Directives:
a: In the fridge forum thread, what reason does imported_dakuda give for selling the kegerator?
b: Name every username that appears in a post header of the fridge forum thread.
c: Extend the thread about beverage fridges, starting right after its final line.

Passage given:

━━━━

# Awesome Fridges



## MillerTime (Aug 22, 2008)

Do any of you guys have a strictly beverages fridge or a kegerater? Would like to see some pics if you have them!


----------



## Admin (Sep 29, 2009)

Beer and soda no kegerator.


----------



## imported_dakuda (Sep 29, 2009)

I had a kegerator but sold it.  For the space it took up, it was too impractical.


----------



## Huh? (Oct 1, 2009)

It's the same size as a mini fridge right?


----------



## imported_frozenstar (Feb 22, 2010)

I got a mini fridge with soda and beer inside.  A very small fridge.


----------



## can-am-dan (Feb 24, 2010)

frozenstar said:


> I got a mini fridge with soda and beer inside.  A very small fridge.



same here small fridge, i put a full case of 24 bears and soda's in the door and i have a bottle of whine on the bottom rack also with a bottle of Gibson..mmmmmmmmm


----------



## thomask (Jun 8, 2010)

━━━━

Record excerpts:
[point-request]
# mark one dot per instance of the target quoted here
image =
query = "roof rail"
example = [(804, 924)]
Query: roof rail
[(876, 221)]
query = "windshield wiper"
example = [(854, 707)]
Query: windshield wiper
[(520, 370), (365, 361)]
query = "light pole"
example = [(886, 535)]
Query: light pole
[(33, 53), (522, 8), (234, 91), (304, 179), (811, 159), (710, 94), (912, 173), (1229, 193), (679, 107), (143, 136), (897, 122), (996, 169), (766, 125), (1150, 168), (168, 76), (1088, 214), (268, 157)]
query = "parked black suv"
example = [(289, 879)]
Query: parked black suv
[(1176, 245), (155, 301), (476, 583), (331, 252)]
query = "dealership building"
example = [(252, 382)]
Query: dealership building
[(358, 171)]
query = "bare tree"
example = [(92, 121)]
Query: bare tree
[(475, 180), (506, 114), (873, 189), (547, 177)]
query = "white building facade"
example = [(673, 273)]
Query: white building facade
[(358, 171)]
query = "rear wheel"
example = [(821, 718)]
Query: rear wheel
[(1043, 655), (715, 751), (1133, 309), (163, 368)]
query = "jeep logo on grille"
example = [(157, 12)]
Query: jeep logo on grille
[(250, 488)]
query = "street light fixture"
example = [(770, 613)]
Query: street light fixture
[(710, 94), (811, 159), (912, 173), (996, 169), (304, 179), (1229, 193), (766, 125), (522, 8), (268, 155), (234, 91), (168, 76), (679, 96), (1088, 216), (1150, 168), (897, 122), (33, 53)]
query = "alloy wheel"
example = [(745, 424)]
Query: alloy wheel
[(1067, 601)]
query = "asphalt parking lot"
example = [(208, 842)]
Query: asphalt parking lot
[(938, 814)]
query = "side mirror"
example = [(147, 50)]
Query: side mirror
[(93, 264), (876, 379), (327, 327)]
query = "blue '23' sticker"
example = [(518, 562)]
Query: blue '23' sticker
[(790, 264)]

━━━━

Answers below:
a: For the space it took up, it was too impractical.

b: MillerTime, Admin, imported_dakuda, Huh?, imported_frozenstar, can-am-dan, thomask

c:
We had a large full size but got a small dorm size under the counter model.

Holds plenty and takes less electric and space.


----------



## mustanggarage (Jun 8, 2010)

over in the lounge part of the main shop I have my fridge and microwave, nothing fancy but I needed a place to keep them and the garbage can and there just wasn't enough room so I built the shelf unit now my Dad doesn't have to bend over to get a soda out either so it has worked out very well.  I built lots of storage into the area for sodas and snacks but I can never seem to keep it stocked dang munchkins sneak off with all my snacks:mad1:


----------



## rustywrangler (Jun 11, 2010)

You have snack rats too huh??????     2 yr old is the worst. He goes shopping in my snack hiding place.


----------



## mustanggarage (Jun 11, 2010)

yeah snackrats, lol, that is a good term for them.  I put a padlock on my jack closet.  that way I can hide stuff.


----------



## Admin (Jun 11, 2010)

rustywrangler said:


> You have snack rats too huh??????     2 yr old is the worst. He goes shopping in my snack hiding place.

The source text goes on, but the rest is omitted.